- Exercício proposto -
Copie da crónica abaixo, sem qualquer alteração, o trecho que começa nas palavras "Já muito desvario" e termina logo a seguir a "os próprios apontamentos.".

Marcelo, o sofista de Belém, e os broches da Literatura


PRÉ-VENDA na LOJA DO PÁGINA UM da obra CORREIO MERCANTIL DE BRÁS CUBAS

(não inclui esta crónica inédita; para ler o prólogo e três crónicas do livro, veja aqui)

***

Já muito desvario vi, e não duvido que ainda mais verei — se o destino, cruel porfiador, me prolongar o suplício de assistir aos lusitanos desatinos. Vi reis persuadidos de ter a coroa por graça divina, e que afinal foram decapitados pelo tempo; vi profetas de esquina, cheios de unção, que apregoavam glórias futuras e só colheram misérias presentes; vi sábios de cátedra que mal sabiam soletrar os próprios apontamentos.

Mas confesso, indulgentes donzelas e benévolos cavalheiros, que jamais julguei possível contemplar um Presidente da República que, proclamando-se patrono das letras, lograsse reduzir a Literatura a pretexto para guitarradas e cantorias sob as estrelícias dos jardins de Belém, enfiando escritores na lapela como as senhoras ostentavam, em recatados tempos idos, os seus broches — e alguns, prazenteiros, lá se deixam prender, contentes em servir de enfeite presidencial, ora à vista pública, ora na sombra recôndita dos favores.

- Excertos de dados -
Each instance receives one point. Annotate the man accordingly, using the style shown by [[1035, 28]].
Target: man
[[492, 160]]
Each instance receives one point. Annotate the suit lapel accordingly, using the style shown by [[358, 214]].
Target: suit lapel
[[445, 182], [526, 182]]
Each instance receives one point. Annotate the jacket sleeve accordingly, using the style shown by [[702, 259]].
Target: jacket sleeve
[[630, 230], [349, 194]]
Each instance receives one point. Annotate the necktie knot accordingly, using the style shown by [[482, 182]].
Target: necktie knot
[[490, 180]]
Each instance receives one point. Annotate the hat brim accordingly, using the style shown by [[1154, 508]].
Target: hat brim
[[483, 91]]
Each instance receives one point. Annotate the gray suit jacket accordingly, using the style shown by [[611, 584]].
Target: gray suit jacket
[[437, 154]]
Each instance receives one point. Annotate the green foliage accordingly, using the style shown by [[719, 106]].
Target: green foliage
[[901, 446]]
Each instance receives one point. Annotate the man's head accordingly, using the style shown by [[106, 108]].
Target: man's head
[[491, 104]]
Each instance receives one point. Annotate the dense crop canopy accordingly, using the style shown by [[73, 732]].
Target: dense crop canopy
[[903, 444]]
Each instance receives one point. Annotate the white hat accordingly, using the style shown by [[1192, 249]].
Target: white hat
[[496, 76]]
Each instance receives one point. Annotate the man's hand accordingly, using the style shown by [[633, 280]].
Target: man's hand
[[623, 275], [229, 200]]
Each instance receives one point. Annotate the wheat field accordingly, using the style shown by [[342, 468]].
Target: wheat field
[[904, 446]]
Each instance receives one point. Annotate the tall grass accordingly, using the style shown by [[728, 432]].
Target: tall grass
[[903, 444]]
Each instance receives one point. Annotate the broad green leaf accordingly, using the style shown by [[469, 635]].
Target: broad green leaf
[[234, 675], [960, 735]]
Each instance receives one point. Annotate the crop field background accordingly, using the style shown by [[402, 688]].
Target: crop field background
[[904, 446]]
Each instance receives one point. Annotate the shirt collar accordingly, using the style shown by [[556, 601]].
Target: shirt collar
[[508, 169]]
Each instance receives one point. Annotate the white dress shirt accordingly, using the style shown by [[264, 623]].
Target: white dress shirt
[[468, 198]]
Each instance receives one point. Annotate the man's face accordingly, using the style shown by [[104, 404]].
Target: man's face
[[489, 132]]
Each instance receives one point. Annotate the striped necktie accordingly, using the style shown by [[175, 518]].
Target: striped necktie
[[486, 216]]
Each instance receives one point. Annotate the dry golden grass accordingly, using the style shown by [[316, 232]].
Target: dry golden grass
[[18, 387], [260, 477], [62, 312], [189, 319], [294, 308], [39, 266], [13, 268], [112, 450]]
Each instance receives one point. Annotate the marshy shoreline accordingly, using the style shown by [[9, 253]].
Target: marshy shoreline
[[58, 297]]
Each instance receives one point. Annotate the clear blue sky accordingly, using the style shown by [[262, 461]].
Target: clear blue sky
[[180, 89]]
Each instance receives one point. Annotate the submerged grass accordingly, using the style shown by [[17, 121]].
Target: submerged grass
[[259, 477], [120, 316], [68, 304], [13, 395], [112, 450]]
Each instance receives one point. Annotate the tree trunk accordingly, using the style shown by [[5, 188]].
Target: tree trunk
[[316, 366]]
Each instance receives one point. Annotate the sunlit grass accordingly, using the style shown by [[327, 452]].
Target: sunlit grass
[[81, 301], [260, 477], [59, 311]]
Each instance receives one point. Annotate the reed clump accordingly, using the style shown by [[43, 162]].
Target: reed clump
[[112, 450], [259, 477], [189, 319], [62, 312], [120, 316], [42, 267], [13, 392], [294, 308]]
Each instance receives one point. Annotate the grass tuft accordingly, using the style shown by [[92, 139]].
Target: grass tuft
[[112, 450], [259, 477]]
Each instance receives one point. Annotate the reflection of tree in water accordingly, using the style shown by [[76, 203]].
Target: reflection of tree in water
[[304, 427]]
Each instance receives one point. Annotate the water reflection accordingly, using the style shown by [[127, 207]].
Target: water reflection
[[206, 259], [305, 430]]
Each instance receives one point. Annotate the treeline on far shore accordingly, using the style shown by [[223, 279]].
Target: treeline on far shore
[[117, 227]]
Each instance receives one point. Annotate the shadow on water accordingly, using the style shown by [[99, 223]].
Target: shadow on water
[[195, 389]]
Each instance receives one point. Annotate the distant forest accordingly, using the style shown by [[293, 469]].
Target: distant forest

- Resposta à tarefa -
Já muito desvario vi, e não duvido que ainda mais verei — se o destino, cruel porfiador, me prolongar o suplício de assistir aos lusitanos desatinos. Vi reis persuadidos de ter a coroa por graça divina, e que afinal foram decapitados pelo tempo; vi profetas de esquina, cheios de unção, que apregoavam glórias futuras e só colheram misérias presentes; vi sábios de cátedra que mal sabiam soletrar os próprios apontamentos.